A week after her discharge, Albright, feeling “weak, woozy and scared,” and her husband met with a new oncologist. The specialist mentioned that some patients have a sensitivity to certain chemotherapy drugs. “She said something about D-something deficiency,” Albright recalled. “She said the side effects [in such a patient ] would be 10 times worse” than normal.
Galvanized by her ordeal, Albright began researching sensitivity to chemotherapy. She stumbled across a description of DPD deficiency, short for dihydropyrimidine dehydrogenase deficiency, which described many of the problems she had suffered. “The more I read, the more alarmed I got,” she said.
DPD deficiency is an inherited metabolic disorder caused by mutations in the DPDY gene, which provides instructions for making an enzyme involved in breaking down two molecules when the body does not need them.
Mutations that result in complete deficiency are rare and are apparent in infancy; they are characterized by repeated seizures, small head size, delayed motor skills and intellectual disability. Cases of partial deficiency, believed to affect 2 to 8 percent of the population, show no symptoms — unless such a person is given certain chemotherapy drugs, including 5-FU, one of the drugs Albright received.
In these cases, 5-FU is not metabolized normally but instead accumulates to toxic levels, causing ulceration of the lining of the gastrointestinal tract, severe diarrhea, mouth sores called mucositis, low white blood cell counts and peeling skin on the palms and soles of the feet — all of which Albright experienced. If left untreated, death can result.

> _WHAT THIS EXERCISE ASKS_:
• a. Summarize the passage about DPD deficiency in two sentences.
• b. According to the passage about DPD deficiency, what share of the population is partial deficiency believed to affect?
• c. Write out the part of the passage about DPD deficiency that opens with the words containing "In these cases, 5-FU" and closes with "death can result.".
The lines that come next have nothing to do with the passage about DPD deficiency.

> _SOURCE MATERIAL_:
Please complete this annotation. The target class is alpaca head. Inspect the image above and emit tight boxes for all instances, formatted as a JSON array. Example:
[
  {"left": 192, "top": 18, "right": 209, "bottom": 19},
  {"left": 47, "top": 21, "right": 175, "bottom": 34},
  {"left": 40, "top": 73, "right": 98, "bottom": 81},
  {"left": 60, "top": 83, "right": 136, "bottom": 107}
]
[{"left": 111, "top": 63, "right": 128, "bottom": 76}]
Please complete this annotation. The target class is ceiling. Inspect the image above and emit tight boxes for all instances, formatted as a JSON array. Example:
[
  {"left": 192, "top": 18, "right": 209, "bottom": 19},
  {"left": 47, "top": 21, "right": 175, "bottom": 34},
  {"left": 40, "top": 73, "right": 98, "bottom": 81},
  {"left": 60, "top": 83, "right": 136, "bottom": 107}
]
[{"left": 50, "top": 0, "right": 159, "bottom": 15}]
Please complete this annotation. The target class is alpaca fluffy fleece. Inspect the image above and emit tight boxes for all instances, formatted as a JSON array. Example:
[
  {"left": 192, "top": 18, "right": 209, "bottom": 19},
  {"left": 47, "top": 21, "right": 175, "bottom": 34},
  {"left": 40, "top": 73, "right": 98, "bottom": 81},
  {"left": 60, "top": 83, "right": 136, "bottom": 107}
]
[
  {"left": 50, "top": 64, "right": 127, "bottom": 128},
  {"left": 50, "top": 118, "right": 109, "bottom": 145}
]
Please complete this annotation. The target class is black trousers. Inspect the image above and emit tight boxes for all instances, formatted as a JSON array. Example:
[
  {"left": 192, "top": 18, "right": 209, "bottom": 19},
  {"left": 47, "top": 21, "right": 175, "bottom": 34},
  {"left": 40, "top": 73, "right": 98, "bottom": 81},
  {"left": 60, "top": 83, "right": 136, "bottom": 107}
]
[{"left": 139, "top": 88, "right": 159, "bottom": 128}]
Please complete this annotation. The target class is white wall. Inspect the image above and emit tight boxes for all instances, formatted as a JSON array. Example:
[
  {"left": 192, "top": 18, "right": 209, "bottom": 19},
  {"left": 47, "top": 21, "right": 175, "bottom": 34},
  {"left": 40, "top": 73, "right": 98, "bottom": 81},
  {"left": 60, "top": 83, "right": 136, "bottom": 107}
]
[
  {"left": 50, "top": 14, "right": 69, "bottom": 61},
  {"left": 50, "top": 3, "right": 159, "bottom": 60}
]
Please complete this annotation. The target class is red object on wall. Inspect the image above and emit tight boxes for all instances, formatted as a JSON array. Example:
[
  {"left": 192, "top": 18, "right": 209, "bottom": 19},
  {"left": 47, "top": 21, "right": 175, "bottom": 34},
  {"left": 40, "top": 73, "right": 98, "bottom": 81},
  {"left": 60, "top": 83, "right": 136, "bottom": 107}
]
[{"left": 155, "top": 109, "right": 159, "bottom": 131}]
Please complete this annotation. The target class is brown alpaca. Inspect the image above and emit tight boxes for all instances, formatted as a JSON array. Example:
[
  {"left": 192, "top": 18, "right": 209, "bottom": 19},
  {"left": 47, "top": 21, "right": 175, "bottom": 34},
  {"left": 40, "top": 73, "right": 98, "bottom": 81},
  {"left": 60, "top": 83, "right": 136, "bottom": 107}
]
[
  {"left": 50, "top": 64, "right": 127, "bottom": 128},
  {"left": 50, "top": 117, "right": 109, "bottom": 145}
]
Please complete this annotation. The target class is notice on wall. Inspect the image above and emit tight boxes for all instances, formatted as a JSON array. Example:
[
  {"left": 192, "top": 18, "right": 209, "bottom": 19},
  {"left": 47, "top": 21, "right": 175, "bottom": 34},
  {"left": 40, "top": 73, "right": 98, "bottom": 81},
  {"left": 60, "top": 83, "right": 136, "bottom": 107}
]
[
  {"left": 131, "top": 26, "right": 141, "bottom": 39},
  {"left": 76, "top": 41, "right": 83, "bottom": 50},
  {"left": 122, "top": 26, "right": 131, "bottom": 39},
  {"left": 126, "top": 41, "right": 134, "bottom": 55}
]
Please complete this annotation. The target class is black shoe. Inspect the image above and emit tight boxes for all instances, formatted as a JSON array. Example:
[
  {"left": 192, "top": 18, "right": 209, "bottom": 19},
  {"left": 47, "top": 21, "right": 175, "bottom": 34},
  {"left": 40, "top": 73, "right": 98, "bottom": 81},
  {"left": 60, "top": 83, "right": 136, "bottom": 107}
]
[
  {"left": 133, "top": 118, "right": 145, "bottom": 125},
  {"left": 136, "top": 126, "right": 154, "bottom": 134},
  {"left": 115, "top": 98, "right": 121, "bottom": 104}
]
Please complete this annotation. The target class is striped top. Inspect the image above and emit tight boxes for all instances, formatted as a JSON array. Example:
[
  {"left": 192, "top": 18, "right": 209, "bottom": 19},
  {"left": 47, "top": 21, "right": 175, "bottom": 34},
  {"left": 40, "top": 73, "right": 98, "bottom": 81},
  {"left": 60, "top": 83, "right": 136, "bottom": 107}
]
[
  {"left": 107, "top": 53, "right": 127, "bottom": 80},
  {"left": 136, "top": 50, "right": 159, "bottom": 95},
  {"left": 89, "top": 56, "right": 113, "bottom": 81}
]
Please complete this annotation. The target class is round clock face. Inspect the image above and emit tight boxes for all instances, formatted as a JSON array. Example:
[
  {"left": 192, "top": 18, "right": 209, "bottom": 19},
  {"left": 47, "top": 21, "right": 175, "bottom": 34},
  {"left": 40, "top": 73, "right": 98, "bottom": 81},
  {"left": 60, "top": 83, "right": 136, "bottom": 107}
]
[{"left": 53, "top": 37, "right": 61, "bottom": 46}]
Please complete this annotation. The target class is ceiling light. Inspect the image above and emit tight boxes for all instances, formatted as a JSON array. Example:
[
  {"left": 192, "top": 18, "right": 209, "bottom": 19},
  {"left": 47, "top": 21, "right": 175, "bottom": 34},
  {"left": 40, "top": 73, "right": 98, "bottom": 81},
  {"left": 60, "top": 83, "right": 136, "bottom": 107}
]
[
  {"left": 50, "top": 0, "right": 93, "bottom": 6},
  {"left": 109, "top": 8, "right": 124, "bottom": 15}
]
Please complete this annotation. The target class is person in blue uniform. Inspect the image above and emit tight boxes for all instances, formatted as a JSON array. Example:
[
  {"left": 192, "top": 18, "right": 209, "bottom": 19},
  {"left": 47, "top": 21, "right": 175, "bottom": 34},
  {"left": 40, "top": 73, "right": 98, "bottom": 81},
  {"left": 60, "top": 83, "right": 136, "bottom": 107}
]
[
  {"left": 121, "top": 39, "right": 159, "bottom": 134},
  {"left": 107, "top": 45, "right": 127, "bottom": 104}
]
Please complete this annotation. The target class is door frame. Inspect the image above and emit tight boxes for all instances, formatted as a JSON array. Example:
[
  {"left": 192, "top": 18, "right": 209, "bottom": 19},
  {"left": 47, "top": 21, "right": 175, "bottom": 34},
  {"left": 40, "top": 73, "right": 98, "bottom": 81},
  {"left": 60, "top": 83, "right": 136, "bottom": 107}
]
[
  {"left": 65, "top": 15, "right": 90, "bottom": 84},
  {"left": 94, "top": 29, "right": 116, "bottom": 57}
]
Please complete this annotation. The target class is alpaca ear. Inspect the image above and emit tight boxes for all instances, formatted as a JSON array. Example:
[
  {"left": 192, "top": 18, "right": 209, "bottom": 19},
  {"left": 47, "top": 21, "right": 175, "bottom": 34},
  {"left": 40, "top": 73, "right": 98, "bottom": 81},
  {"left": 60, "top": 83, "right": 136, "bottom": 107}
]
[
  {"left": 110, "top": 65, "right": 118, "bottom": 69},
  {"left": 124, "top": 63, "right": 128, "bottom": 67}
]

> _SOLUTIONS FOR EACH TASK_:
• a. After a new oncologist mentioned that some patients are sensitive to certain chemotherapy drugs, Albright did her own research and found that DPD deficiency described many of the problems she had suffered. DPD deficiency is an inherited metabolic disorder, and its partial form shows no symptoms unless the person is given drugs such as 5-FU, which then builds up to toxic levels and causes severe side effects that can lead to death if left untreated.

• b. 2 to 8 percent of the population.

• c.
In these cases, 5-FU is not metabolized normally but instead accumulates to toxic levels, causing ulceration of the lining of the gastrointestinal tract, severe diarrhea, mouth sores called mucositis, low white blood cell counts and peeling skin on the palms and soles of the feet — all of which Albright experienced. If left untreated, death can result.